▶ YOUR INSTRUCTIONS
Starting at the line containing "# test: point to the ocean" and ending at the line containing "[[892, 415]]", write out those lines of the entries again. Shift every coordinate in the answers by adding 85, and keep everything else, including the sample output shapes, unchanged.

▶ SOURCE RECORDS
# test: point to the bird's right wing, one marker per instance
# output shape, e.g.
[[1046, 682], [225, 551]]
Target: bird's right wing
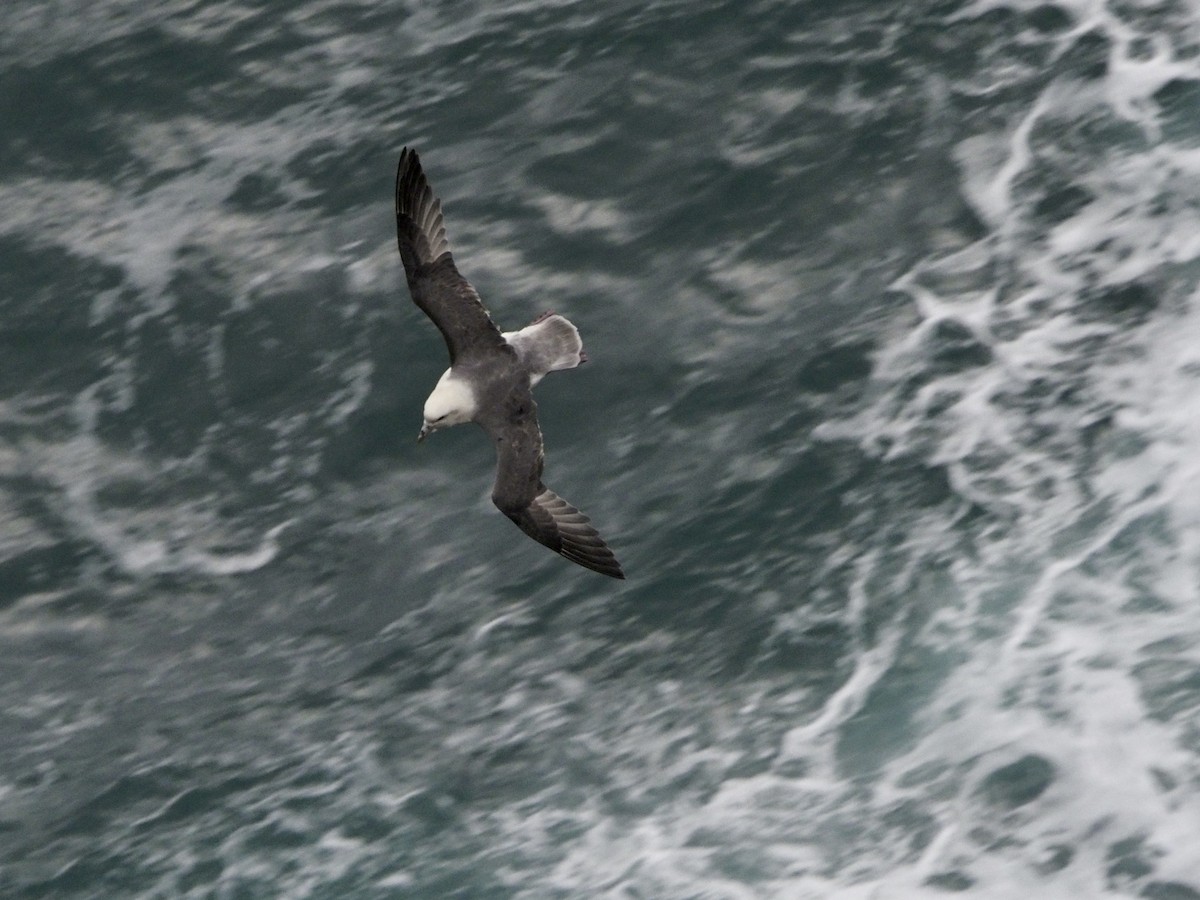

...

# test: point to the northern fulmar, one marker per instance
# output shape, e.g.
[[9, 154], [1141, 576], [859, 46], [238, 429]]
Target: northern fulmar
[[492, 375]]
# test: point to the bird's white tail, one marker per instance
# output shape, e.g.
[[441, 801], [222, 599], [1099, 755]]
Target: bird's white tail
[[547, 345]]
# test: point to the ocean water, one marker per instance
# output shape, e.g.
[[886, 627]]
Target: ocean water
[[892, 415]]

▶ TASK OUTPUT
# test: point to the ocean water, one marker per instance
# output shape, e.g.
[[886, 627]]
Target: ocean water
[[977, 500]]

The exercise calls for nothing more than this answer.